| Rows of box annotation data |
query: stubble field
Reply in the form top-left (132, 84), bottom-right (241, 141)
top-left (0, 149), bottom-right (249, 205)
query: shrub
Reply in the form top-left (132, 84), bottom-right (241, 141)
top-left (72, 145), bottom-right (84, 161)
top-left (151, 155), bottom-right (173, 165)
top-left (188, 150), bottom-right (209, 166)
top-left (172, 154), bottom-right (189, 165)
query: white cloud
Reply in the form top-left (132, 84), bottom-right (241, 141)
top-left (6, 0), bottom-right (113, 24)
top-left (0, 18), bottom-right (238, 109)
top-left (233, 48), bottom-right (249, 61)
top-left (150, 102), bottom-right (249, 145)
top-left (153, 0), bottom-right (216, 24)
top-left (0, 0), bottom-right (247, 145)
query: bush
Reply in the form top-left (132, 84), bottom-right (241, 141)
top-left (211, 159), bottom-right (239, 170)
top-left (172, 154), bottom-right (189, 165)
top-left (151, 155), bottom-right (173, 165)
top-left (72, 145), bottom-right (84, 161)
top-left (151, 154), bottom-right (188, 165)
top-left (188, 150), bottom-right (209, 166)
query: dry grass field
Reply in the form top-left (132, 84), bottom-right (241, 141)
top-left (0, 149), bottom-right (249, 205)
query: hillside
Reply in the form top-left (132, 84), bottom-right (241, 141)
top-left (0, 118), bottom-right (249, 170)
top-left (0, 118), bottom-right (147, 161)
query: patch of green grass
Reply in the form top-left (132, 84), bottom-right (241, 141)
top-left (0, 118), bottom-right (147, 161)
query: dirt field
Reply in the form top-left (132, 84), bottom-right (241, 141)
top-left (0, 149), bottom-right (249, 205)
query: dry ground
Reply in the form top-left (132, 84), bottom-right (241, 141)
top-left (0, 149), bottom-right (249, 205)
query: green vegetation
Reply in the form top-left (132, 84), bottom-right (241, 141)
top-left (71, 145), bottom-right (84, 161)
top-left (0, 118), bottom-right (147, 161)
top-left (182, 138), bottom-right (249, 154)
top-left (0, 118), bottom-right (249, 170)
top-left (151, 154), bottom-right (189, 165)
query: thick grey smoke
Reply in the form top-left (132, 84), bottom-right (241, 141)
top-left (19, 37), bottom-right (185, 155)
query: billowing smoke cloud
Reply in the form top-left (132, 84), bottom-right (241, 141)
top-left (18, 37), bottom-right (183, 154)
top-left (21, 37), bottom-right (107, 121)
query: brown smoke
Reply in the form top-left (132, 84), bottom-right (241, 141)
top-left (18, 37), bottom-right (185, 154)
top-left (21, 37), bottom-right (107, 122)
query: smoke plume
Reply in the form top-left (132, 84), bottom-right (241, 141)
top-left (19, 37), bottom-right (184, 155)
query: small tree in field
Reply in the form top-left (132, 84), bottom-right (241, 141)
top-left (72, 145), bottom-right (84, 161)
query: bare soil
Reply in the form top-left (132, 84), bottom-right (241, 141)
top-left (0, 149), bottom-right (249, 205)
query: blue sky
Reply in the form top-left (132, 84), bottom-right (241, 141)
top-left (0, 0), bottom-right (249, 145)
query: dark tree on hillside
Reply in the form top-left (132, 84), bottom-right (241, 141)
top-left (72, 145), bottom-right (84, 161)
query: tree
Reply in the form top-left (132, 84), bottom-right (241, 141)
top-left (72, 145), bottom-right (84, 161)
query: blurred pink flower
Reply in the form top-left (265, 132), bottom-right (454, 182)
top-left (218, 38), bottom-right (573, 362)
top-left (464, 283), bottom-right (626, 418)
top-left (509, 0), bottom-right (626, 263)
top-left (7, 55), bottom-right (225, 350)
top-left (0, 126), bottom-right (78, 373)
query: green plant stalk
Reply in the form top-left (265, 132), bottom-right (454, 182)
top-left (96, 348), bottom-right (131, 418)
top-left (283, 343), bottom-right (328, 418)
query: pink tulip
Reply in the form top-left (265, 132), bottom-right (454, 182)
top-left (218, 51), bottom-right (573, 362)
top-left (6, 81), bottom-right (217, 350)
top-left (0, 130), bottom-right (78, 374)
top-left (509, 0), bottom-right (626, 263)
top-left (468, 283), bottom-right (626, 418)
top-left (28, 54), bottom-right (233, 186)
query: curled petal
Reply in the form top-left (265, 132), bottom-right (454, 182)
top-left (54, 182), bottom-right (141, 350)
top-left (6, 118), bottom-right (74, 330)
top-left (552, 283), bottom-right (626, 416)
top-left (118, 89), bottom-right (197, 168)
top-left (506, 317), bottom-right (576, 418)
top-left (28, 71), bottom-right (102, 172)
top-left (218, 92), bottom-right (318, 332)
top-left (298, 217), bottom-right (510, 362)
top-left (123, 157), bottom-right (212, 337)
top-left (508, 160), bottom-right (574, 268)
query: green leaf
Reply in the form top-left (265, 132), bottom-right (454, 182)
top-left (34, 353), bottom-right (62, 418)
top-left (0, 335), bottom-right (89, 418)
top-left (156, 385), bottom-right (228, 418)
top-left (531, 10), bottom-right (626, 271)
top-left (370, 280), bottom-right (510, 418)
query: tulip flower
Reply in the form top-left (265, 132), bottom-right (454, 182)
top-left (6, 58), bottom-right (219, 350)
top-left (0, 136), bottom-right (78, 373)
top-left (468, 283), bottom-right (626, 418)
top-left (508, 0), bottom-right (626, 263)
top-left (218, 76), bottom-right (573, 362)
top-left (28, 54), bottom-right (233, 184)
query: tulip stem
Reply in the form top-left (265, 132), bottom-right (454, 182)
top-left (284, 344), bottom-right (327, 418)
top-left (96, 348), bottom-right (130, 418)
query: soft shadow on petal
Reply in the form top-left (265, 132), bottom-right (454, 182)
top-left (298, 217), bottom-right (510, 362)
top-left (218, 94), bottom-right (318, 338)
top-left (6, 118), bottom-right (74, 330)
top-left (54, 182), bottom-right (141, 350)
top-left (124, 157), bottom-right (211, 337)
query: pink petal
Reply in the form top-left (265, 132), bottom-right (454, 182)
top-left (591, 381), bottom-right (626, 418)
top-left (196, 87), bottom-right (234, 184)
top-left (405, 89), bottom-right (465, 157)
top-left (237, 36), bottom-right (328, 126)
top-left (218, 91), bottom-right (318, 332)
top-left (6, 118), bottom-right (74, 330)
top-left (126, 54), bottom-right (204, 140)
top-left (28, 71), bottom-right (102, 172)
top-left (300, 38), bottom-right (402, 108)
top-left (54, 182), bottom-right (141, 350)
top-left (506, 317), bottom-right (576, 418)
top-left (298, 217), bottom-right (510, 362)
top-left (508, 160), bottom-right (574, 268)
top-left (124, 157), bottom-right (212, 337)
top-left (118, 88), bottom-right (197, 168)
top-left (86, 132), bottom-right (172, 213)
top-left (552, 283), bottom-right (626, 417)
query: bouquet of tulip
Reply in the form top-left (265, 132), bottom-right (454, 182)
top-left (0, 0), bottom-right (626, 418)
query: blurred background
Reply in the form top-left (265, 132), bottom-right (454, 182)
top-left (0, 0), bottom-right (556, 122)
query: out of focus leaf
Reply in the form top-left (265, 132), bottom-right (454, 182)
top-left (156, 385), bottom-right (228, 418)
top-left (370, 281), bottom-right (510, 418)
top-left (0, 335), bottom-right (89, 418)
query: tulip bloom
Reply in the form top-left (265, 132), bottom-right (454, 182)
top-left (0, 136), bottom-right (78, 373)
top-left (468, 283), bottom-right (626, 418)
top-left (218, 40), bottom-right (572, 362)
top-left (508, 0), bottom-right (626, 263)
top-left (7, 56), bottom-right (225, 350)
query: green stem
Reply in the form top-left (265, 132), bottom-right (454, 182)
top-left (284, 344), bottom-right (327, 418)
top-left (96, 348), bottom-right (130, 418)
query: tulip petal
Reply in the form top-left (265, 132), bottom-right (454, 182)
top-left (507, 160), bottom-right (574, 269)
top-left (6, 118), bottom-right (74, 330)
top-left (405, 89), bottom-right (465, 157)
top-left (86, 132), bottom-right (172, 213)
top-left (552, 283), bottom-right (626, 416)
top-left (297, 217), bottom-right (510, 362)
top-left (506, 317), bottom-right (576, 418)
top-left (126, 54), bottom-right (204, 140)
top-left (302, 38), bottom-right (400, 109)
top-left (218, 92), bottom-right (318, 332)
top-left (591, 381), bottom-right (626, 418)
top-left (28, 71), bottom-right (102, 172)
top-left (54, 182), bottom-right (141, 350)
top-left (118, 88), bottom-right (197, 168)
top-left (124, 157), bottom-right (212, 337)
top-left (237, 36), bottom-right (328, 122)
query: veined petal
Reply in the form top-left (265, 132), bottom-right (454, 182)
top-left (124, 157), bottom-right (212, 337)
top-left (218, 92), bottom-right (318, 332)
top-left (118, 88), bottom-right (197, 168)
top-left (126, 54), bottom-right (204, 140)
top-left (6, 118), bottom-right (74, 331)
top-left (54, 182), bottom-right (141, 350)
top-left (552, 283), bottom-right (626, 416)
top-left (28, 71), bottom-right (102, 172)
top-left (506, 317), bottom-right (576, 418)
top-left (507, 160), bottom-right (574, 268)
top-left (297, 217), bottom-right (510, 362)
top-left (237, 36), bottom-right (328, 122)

| Your objective |
Find each line in the data above that contains the word "tree", and copy those lines.

| Written response |
query: small tree in field
query: dark tree on hillside
query: tree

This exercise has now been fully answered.